▸ TO DO
Exactly the lines from the one with "finding the foreground" through the end of the records below are to be output, the first and last included, and no others.
::::
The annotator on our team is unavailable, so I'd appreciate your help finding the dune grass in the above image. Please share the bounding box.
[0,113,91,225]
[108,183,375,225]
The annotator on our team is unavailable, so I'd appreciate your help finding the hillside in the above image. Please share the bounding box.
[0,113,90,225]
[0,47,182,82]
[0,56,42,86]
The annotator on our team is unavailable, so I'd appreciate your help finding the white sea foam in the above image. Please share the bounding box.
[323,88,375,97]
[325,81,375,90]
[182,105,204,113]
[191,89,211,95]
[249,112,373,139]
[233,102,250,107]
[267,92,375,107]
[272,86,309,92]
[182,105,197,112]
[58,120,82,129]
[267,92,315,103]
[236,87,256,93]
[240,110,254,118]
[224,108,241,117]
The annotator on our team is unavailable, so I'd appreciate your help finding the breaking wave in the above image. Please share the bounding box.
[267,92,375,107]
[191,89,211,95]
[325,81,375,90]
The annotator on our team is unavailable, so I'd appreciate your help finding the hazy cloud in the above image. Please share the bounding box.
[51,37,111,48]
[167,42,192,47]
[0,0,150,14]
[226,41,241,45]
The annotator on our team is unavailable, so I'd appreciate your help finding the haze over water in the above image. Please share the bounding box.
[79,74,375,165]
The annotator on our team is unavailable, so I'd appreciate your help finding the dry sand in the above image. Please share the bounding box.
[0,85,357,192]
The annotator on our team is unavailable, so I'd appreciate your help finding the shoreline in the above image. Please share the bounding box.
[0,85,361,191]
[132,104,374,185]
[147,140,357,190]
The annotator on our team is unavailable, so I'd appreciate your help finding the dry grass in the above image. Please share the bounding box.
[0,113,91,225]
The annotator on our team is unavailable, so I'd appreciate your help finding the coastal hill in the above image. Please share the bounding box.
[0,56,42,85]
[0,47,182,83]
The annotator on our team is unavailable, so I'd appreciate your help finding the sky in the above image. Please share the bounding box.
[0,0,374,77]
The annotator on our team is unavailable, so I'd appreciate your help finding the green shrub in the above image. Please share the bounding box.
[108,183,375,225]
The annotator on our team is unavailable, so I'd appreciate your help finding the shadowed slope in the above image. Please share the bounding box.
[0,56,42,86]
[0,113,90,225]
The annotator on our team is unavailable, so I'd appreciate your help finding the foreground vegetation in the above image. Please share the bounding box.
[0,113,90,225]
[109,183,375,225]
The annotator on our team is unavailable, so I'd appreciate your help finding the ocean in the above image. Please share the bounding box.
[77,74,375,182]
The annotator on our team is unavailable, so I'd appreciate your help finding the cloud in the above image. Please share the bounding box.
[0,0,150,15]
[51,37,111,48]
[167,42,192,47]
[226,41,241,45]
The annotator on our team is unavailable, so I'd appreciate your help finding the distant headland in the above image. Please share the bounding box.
::::
▸ EXERCISE OUTPUT
The annotator on our team is unavailable, so I'd appreciate your help finding the foreground vegetation in the above image. Please share the bounding box.
[0,113,90,225]
[109,183,375,225]
The annotator on our team is unavailable, so I'd appreciate your help finding the ocean in the above image. Please share the bounding box.
[77,74,375,182]
The annotator on our team is unavailable, so I'd appreciate your help finding the cloud in the above image. Please share the bounding box.
[0,0,150,15]
[51,37,111,48]
[167,42,192,47]
[226,41,241,45]
The annotator on our team is unavailable, so I'd appreciate your help finding the distant headland in the above image. Please share the bounding box.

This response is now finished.